(Directive): Present the lines from the one containing "Category: horn grille" through the end of the records as a Markdown table with the columns Row and Line, omitting blank lines.

* begin Supplied records *

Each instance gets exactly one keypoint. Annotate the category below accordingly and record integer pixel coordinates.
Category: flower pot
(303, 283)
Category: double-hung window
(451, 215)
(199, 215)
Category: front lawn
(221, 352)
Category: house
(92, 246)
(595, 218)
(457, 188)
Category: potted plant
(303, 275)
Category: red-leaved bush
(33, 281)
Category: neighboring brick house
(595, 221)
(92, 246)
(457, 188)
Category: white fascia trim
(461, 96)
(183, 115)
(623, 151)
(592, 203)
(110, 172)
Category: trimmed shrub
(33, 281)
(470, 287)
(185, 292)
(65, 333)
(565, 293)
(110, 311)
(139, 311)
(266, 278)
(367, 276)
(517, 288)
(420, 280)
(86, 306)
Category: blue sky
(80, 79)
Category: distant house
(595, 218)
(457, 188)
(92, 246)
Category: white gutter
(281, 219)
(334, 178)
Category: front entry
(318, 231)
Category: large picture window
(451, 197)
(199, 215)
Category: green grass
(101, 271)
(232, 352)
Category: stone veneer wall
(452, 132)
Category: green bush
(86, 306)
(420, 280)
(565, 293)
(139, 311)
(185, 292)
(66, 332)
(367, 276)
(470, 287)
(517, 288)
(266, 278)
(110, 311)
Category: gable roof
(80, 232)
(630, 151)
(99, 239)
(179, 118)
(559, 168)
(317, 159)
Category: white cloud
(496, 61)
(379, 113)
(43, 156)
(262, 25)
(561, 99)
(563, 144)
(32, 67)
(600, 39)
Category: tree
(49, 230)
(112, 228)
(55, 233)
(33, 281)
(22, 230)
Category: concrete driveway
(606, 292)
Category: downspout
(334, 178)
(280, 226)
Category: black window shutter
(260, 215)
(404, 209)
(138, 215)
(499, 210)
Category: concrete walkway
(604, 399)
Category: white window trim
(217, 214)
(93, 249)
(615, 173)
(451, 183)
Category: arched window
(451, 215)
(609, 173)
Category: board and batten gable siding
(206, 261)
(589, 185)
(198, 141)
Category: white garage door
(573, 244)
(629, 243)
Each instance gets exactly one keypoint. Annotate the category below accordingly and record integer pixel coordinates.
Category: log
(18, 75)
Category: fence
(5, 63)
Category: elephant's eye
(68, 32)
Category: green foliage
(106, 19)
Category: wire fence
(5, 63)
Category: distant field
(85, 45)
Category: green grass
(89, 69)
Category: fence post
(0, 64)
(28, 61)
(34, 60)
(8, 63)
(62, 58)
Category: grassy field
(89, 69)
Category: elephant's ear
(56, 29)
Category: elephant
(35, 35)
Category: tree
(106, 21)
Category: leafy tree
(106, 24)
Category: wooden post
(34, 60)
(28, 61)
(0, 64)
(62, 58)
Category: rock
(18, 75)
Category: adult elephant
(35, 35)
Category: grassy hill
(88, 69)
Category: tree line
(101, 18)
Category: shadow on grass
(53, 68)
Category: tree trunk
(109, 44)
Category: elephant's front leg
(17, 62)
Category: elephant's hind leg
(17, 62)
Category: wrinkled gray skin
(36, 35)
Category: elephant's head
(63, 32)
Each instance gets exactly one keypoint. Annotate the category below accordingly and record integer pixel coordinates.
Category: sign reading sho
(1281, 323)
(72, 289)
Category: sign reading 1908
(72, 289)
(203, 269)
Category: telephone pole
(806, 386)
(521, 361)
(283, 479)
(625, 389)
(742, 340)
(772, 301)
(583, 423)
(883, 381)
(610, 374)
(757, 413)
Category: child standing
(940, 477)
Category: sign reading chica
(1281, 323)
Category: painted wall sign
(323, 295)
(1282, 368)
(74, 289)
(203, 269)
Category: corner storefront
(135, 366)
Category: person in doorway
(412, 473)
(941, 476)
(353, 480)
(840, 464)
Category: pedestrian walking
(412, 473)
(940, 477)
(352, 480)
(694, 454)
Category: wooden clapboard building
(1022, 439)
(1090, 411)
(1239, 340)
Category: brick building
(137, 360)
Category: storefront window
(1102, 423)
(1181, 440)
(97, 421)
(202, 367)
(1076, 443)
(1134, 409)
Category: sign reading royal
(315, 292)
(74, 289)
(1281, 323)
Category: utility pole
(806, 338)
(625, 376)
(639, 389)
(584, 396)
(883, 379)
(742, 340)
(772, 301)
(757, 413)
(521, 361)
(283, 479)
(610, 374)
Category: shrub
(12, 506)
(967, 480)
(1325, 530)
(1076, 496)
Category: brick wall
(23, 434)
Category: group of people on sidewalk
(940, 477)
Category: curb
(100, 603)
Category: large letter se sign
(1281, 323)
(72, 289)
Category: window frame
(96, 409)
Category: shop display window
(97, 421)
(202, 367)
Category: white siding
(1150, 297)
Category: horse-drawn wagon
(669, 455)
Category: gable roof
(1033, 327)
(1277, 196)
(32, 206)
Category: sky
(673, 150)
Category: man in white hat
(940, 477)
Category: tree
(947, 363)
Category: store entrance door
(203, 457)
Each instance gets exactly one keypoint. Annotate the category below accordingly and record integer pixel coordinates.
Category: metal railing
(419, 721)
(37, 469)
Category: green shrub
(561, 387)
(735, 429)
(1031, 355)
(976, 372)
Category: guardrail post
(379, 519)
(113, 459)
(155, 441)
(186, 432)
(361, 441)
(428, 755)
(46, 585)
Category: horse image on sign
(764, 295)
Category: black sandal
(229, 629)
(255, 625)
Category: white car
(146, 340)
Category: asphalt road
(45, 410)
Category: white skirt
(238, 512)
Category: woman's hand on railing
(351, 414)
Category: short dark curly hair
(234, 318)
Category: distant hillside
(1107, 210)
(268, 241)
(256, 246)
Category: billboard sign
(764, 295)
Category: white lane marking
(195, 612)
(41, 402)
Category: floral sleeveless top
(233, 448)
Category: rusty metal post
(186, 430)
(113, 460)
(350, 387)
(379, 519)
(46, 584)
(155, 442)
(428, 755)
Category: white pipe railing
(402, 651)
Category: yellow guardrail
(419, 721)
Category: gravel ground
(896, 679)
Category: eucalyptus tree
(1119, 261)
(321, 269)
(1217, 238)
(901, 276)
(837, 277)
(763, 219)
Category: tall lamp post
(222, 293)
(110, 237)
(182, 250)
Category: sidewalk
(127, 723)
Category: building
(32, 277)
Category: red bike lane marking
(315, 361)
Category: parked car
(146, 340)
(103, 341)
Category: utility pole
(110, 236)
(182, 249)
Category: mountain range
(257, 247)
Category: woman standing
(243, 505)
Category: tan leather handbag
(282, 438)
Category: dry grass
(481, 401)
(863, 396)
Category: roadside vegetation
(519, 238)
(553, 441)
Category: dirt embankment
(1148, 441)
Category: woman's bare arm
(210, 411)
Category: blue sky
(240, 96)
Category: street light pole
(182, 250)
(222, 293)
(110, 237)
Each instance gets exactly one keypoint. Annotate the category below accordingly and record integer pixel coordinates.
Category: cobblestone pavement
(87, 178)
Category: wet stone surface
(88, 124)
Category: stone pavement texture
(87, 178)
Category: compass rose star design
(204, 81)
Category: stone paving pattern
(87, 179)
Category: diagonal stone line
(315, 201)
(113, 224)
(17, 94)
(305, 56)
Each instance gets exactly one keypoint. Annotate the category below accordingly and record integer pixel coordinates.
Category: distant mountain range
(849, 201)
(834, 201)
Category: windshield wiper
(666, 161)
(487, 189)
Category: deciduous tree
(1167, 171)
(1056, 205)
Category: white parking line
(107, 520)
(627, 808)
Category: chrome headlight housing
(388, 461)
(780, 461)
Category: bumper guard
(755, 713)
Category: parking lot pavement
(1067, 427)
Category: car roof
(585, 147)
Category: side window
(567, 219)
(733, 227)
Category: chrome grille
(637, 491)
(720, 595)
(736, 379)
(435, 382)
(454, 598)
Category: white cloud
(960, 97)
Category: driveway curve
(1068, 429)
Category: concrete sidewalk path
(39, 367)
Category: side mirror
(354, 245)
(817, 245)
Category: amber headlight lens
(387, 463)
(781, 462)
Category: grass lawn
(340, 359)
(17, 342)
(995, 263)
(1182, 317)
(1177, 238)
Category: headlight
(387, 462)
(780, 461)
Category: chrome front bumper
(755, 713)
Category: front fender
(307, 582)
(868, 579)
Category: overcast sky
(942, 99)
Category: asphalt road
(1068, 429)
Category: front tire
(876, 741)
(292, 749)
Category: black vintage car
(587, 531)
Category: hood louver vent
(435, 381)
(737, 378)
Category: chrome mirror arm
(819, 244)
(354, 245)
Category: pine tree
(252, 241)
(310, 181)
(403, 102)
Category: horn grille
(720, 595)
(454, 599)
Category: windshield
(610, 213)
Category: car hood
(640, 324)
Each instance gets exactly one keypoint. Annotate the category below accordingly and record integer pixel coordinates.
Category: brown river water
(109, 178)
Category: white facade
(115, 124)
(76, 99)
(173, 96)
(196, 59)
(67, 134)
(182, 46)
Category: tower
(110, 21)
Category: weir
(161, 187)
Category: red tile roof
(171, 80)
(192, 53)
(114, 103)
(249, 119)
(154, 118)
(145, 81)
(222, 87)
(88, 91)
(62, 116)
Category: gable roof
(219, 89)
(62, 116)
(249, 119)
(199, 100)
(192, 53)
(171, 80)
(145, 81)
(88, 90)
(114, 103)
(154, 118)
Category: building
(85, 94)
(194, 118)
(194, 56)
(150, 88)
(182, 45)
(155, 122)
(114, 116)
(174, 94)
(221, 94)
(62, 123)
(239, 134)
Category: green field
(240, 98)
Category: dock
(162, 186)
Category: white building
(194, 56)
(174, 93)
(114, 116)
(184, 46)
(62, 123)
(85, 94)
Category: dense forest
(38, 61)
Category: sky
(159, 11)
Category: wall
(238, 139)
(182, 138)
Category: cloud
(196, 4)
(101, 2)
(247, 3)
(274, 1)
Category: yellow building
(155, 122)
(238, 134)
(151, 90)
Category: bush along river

* end Supplied records *

(Solution for this problem):
| Row | Line |
|---|---|
| 1 | Category: horn grille |
| 2 | (720, 595) |
| 3 | (454, 599) |
| 4 | Category: windshield |
| 5 | (610, 213) |
| 6 | Category: car hood |
| 7 | (640, 324) |
| 8 | Each instance gets exactly one keypoint. Annotate the category below accordingly and record integer pixel coordinates. |
| 9 | Category: brown river water |
| 10 | (109, 178) |
| 11 | Category: white facade |
| 12 | (115, 124) |
| 13 | (76, 99) |
| 14 | (173, 96) |
| 15 | (196, 59) |
| 16 | (67, 134) |
| 17 | (182, 46) |
| 18 | Category: tower |
| 19 | (110, 21) |
| 20 | Category: weir |
| 21 | (161, 187) |
| 22 | Category: red tile roof |
| 23 | (171, 80) |
| 24 | (192, 53) |
| 25 | (114, 103) |
| 26 | (249, 119) |
| 27 | (154, 118) |
| 28 | (145, 81) |
| 29 | (222, 87) |
| 30 | (88, 91) |
| 31 | (62, 116) |
| 32 | Category: gable roof |
| 33 | (219, 89) |
| 34 | (62, 116) |
| 35 | (249, 119) |
| 36 | (199, 100) |
| 37 | (192, 53) |
| 38 | (171, 80) |
| 39 | (145, 81) |
| 40 | (88, 90) |
| 41 | (114, 103) |
| 42 | (154, 118) |
| 43 | Category: building |
| 44 | (85, 94) |
| 45 | (194, 118) |
| 46 | (194, 56) |
| 47 | (150, 88) |
| 48 | (182, 45) |
| 49 | (155, 122) |
| 50 | (114, 116) |
| 51 | (174, 94) |
| 52 | (221, 94) |
| 53 | (62, 123) |
| 54 | (239, 134) |
| 55 | Category: green field |
| 56 | (240, 98) |
| 57 | Category: dock |
| 58 | (162, 186) |
| 59 | Category: white building |
| 60 | (194, 56) |
| 61 | (174, 93) |
| 62 | (114, 116) |
| 63 | (184, 46) |
| 64 | (62, 123) |
| 65 | (85, 94) |
| 66 | Category: dense forest |
| 67 | (38, 61) |
| 68 | Category: sky |
| 69 | (159, 11) |
| 70 | Category: wall |
| 71 | (238, 139) |
| 72 | (182, 138) |
| 73 | Category: cloud |
| 74 | (196, 4) |
| 75 | (101, 2) |
| 76 | (247, 3) |
| 77 | (274, 1) |
| 78 | Category: yellow building |
| 79 | (155, 122) |
| 80 | (238, 134) |
| 81 | (151, 90) |
| 82 | Category: bush along river |